=== Record set ===

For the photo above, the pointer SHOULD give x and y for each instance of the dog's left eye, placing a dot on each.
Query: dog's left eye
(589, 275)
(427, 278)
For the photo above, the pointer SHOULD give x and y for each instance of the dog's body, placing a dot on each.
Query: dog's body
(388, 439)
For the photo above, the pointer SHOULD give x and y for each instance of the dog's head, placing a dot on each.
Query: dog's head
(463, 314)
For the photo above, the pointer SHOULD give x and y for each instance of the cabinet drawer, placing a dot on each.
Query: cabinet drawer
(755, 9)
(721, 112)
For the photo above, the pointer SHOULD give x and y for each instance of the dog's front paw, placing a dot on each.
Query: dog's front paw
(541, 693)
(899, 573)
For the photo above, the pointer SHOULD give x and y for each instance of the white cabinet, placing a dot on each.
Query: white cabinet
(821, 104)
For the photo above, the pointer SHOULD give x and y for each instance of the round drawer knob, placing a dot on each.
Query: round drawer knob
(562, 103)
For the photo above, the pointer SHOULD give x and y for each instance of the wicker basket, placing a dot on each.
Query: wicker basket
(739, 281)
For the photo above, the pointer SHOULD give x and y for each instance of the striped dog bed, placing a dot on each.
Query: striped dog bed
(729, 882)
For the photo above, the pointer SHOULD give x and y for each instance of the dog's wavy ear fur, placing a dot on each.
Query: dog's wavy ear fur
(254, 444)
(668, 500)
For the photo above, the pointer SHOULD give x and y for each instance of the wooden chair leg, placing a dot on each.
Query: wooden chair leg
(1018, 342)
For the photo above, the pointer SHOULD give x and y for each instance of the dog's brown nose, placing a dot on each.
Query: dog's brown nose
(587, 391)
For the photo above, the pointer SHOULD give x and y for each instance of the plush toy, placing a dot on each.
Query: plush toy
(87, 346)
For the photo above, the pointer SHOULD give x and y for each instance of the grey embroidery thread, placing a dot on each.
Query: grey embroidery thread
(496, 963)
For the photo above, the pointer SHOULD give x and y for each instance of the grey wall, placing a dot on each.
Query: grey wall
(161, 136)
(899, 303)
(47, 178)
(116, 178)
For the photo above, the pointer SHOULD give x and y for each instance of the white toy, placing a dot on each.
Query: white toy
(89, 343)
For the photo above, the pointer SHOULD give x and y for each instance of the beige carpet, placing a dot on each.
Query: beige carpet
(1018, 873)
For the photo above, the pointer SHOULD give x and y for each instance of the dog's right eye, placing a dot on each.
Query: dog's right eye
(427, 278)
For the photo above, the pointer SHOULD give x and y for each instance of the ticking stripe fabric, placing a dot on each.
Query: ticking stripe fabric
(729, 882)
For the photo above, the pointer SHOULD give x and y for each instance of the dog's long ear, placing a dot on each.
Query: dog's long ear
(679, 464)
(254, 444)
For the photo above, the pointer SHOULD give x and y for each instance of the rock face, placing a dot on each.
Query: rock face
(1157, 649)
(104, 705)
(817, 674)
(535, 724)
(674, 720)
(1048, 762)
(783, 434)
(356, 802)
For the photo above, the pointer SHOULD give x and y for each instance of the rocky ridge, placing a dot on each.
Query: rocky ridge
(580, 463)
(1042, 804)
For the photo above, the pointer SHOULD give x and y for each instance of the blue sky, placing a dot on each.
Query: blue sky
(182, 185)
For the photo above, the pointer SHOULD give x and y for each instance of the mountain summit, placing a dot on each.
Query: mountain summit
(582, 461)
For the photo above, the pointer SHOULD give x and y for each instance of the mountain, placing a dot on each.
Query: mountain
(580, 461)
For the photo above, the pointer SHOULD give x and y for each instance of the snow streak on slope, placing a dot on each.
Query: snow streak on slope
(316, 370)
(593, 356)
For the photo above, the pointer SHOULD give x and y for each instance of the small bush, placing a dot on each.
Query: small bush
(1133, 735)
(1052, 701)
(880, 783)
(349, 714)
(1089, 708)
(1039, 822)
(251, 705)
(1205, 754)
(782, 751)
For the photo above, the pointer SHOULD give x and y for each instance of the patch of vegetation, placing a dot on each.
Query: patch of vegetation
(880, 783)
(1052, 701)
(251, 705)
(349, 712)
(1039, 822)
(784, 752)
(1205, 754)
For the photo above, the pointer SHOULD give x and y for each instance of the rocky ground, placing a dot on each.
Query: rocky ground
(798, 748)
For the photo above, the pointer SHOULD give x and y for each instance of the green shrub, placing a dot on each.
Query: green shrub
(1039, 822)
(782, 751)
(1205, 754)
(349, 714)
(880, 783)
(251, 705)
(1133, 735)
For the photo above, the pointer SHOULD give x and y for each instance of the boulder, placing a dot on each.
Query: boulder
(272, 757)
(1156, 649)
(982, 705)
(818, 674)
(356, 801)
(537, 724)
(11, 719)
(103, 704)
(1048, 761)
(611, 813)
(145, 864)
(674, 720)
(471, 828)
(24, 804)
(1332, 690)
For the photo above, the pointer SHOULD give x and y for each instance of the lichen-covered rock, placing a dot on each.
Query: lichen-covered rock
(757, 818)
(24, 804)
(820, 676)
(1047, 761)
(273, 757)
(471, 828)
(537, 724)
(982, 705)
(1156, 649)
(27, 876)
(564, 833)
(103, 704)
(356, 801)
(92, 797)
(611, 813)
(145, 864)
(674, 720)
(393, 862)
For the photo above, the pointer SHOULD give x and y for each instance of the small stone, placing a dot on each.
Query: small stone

===

■ Work required
Take every line from the data above that holds "stone" and copy it out.

■ Task output
For the photo above, the pointer SHOULD give x and y for each instance of the small stone, placing a dot on each.
Query: small stone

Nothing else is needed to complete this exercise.